RECORDS SUPPLIED Start Marker

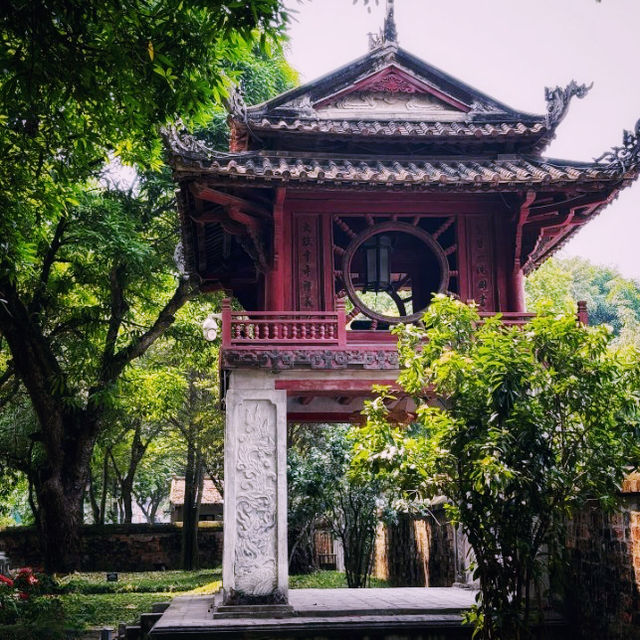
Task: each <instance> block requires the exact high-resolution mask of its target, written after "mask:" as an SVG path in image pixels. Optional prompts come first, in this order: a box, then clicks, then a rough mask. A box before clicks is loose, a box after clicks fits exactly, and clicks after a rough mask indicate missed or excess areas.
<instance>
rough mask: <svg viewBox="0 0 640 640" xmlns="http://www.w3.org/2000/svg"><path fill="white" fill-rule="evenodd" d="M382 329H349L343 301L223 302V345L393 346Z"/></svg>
mask: <svg viewBox="0 0 640 640" xmlns="http://www.w3.org/2000/svg"><path fill="white" fill-rule="evenodd" d="M494 315H496V313H495V312H490V311H482V312H480V317H481V318H490V317H491V316H494ZM500 315H501V318H502V322H503V323H504V324H505V325H507V326H522V325H524V324H526V323H527V322H529V321H530V320H531V319H532V318H534V317H535V315H536V314H535V313H526V312H514V311H502V312H500ZM577 318H578V320H579V321H580V322H581V323H583V324H588V315H587V305H586V303H585V302H578V313H577ZM390 337H391V336H390V335H389V333H388V332H385V331H349V330H348V329H347V316H346V313H345V308H344V301H343V300H338V301H337V302H336V311H313V312H307V311H233V310H232V309H231V302H230V300H228V299H225V300H224V301H223V303H222V347H223V349H233V348H238V347H251V348H255V347H277V346H282V347H285V346H289V347H291V346H295V345H298V346H302V345H304V346H308V347H318V348H319V347H323V348H326V347H329V348H336V347H343V348H344V347H346V346H347V345H348V344H351V345H353V346H354V347H356V346H357V345H359V344H363V343H372V344H380V346H382V344H383V343H387V344H388V345H390V346H393V347H394V348H395V340H389V338H390Z"/></svg>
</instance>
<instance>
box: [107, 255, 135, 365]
mask: <svg viewBox="0 0 640 640" xmlns="http://www.w3.org/2000/svg"><path fill="white" fill-rule="evenodd" d="M123 275H124V265H118V266H114V267H113V268H112V269H111V271H110V272H109V285H110V288H111V316H110V318H109V326H108V329H107V337H106V339H105V343H104V351H103V354H102V369H103V370H104V369H105V368H106V367H108V363H109V361H110V360H111V359H112V358H113V354H114V353H115V350H116V341H117V340H118V332H119V331H120V326H121V324H122V320H123V318H124V314H125V313H126V312H127V310H128V308H129V305H128V304H127V302H126V300H125V299H124V292H123V290H122V277H123Z"/></svg>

RECORDS SUPPLIED End Marker

-- INSTRUCTIONS FOR THE TASK --
Copy out all the data exactly. No images belong in the copy.

-- TASK SOLUTION --
Task: each <instance> block requires the exact high-resolution mask of its target, written after "mask:" as an SVG path in image pixels. Optional prompts come first, in this order: a box, then clicks, then a rough mask. A box before clicks is loose, a box after clicks fits exactly, and clicks after a rough mask indicate missed or excess areas.
<instance>
rough mask: <svg viewBox="0 0 640 640" xmlns="http://www.w3.org/2000/svg"><path fill="white" fill-rule="evenodd" d="M382 329H349L343 301L223 302V345L393 346Z"/></svg>
mask: <svg viewBox="0 0 640 640" xmlns="http://www.w3.org/2000/svg"><path fill="white" fill-rule="evenodd" d="M494 315H496V313H495V312H490V311H482V312H480V317H481V318H490V317H491V316H494ZM500 315H501V318H502V322H503V323H504V324H505V325H507V326H522V325H524V324H526V323H527V322H529V321H530V320H531V319H532V318H534V317H535V315H536V314H535V313H526V312H514V311H502V312H500ZM577 318H578V320H579V321H580V322H581V323H583V324H588V315H587V305H586V303H585V302H578V313H577ZM390 337H391V336H390V335H389V333H388V332H385V331H349V330H348V329H347V316H346V313H345V308H344V301H343V300H338V301H337V302H336V311H313V312H307V311H233V310H232V309H231V302H230V300H228V299H225V300H224V301H223V303H222V347H223V349H233V348H238V347H251V348H255V347H277V346H282V347H285V346H289V347H291V346H295V345H298V346H302V345H304V346H308V347H318V348H319V347H323V348H326V347H329V348H336V347H343V348H344V347H346V346H347V345H348V344H351V345H353V346H354V347H356V346H357V345H359V344H363V343H372V344H380V346H382V344H383V343H387V344H388V345H390V346H393V347H394V348H395V340H389V338H390Z"/></svg>
</instance>
<instance>
box: [107, 255, 135, 365]
mask: <svg viewBox="0 0 640 640" xmlns="http://www.w3.org/2000/svg"><path fill="white" fill-rule="evenodd" d="M123 275H124V265H118V266H114V267H113V268H112V269H111V271H110V272H109V285H110V288H111V316H110V318H109V326H108V329H107V337H106V339H105V343H104V351H103V354H102V369H103V370H104V369H105V368H106V367H108V363H109V361H110V360H111V359H112V358H113V354H114V353H115V350H116V341H117V340H118V332H119V331H120V326H121V324H122V320H123V318H124V314H125V313H126V312H127V310H128V308H129V305H128V304H127V302H126V300H125V299H124V292H123V290H122V277H123Z"/></svg>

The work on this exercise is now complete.